§ **Teks yang Diberikan**:
Acara dirangkai dengan pemberian hadiah bagi pemenang aneka lomba, tarian gandrung yang dibawakan oleh 6 orang penari, beberapa sambutan dan pelepasan gitik ke Laut oleh Bupati yang diikuti oleh sebagian besar tamu undangan untuk bersama “nglarung sesaji” di tengah laut. Acara diakhiri dengan singgahnya rombongan ke suatu pulau yang masih “perawan” yang dijadikan sarana konservasi laut, dan dipercaya oleh masyarakat sebagai tempat yang digunakan “ngalap berkah” atau berdoa dan bermatiraga untuk memohon keselamatan, dll.
Tempat ini dipakai sebagai persinggahan akhir rangkaian upacara Petik Laut. Para penari gandrung yang terpilih dengan 2 orang gadis remaja yang dipilih menjadi “Blorong” menari di pulau ini di depan sebuah makam yang dipercaya sebagai makam cikal bakal penari gandrung di wilayah Muncar yang patut dihormati.

§ **Tugas yang Diberikan 1**:
Tentukan apakah setiap pernyataan berikut sesuai dengan teks yang diberikan. Jawab ya atau tidak, lalu kutip kata-kata teks yang menjadi penentunya.
(a) Tarian gandrung dibawakan oleh enam penari.
(b) Bupati melepas gitik ke laut seorang diri tanpa diikuti tamu undangan.
(c) Dua gadis remaja dipilih menjadi “Blorong”.
§ **Tugas yang Diberikan 2**: Menurut teks yang diberikan, di depan apa para penari menari di pulau tersebut?
§ **Tugas yang Diberikan 3**: Sebutkan semua kegiatan yang tercantum dalam kalimat yang diawali “Acara dirangkai dengan” pada teks yang diberikan.

§ **Data Tersimpan**:
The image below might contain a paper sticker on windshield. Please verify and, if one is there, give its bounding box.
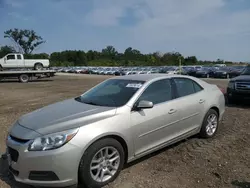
[126,83,142,89]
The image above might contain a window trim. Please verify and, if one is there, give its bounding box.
[16,54,22,60]
[131,78,175,112]
[6,54,16,61]
[171,77,204,99]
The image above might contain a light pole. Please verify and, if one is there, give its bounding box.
[179,57,182,74]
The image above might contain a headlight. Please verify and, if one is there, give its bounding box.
[227,82,235,89]
[28,128,78,151]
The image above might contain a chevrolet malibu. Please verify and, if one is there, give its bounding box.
[6,74,225,187]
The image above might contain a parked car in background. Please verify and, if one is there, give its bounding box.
[195,67,214,78]
[6,74,225,188]
[0,53,50,71]
[227,66,250,103]
[213,66,231,78]
[229,66,245,78]
[183,66,197,76]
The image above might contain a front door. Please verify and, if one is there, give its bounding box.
[131,79,180,155]
[3,54,17,68]
[173,78,206,136]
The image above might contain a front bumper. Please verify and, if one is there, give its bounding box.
[214,73,228,78]
[6,134,82,187]
[227,88,250,100]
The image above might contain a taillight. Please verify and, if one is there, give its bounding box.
[218,87,226,94]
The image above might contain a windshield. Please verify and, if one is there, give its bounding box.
[76,79,145,107]
[200,67,210,71]
[241,66,250,75]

§ **Hasil 1**:
(a) Ya: “tarian gandrung yang dibawakan oleh 6 orang penari”
(b) Tidak: “pelepasan gitik ke Laut oleh Bupati yang diikuti oleh sebagian besar tamu undangan”
(c) Ya: “2 orang gadis remaja yang dipilih menjadi “Blorong””

§ **Hasil 2**: Mereka menari di depan sebuah makam yang dipercaya sebagai makam cikal bakal penari gandrung di wilayah Muncar.

§ **Hasil 3**:
- Pemberian hadiah bagi pemenang aneka lomba
- Tarian gandrung yang dibawakan oleh 6 orang penari
- Beberapa sambutan
- Pelepasan gitik ke laut oleh Bupati